Kaynak alıntısı:
^^^^^^^^

Nur topu gibi bir iletişim kazası
15 Eylül 2005 - Marketing Türkiye
Esinlenme, iletişimde sıkça karşılaştığımız bir olaydır. ‘Çalıntı’, ‘Kopyalama’ gibi kavramları kullanmayı ben pek tercih etmiyorum. Çünkü böyle bir suçlama, bu gibi durumlarda insanların, “Kardeşim aklın yolu birdir. Ne var bunda?” şeklinde bir tür savunmaya girmelerini de haklı çıkarabiliyor.
Biz yine de işin bir tür esinlenme olduğunu ifade etmeye çalışalım ve Kanal D’nin Mehmet Ali Birand ile birlikte başlattıkları Ana Haber’lerinin reklamlarının Avrupa’da yayınlanmış bir başka reklam benzerliğini ‘aklın yolu birdir’ yorumuyla ele alalım.
Reklamın başlığı: Anlamak için! Alt açılımı: Mehmet Ali Birand ile Kanal D Ana Haber... Önde Birand’ın son derece sempatik bir fotoğrafı. Arkada bir plazma TV. Görüntüde koskoca bir elma... Elma’dan dörtte birlik bir dilim kesilmiş. Dilim yanda duruyor. Elma diliminin ve geri kalan dörtte üçlük elma parçasının içindeki görüntü ise bir portakalın içi... Yani dışı elma içi portakal... Kodlanmış mesaj şu: Sen dışından işi elma zannedebilirsin ama işin içi portakal olabilir. Reklamın deyişiyle, “Hayatın iç yüzünü” de ancak biz sana gösteririz...
Önümde bir İtalyan dergisinden kesilmiş bir ilan sayfası var. Bu, Zurich sigorta şirketleri grubundan Zuritel’in reklamı. Telefonla sigortalama işlemi yapıyorlarmış. Bunu duyuruyorlar. Ortada koskocaman bir karpuz var. Bu kez karpuzdan dörtte birlik bir dilim kesilmiş. Yanda duruyor. Karpuzun içi ise kivi... Yani dışı karpuz içi kivi... Mesaj aynı... Meyveler değişik ama görüntü aynı...
Tahammüden mi, yani bilerek isteyerek araklama mı, İtalyan firma ve ajansın izniyle mi, ‘hissi kablel vukuu’ yoluyla mı, yoksa yine aklın yolu bir vaziyeti mi var; bilmek kolay değil. Çünkü önünden yapılmış bir açıklama yoktu.

^^^^^^^^

Verilen veri:
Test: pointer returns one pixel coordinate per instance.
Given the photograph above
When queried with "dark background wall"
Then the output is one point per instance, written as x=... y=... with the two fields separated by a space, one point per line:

^^^^^^^^

Verilen görev: Reklam benzerliğini ele alan yazıya göre Zuritel reklamında dilimi kesilen karpuzun içi hangi meyve olarak gösteriliyor? Buradaki veriler, kaynak alıntısıyla ilgili değildir.

Göreve yanıt: Karpuzun içi kivi olarak gösteriliyor.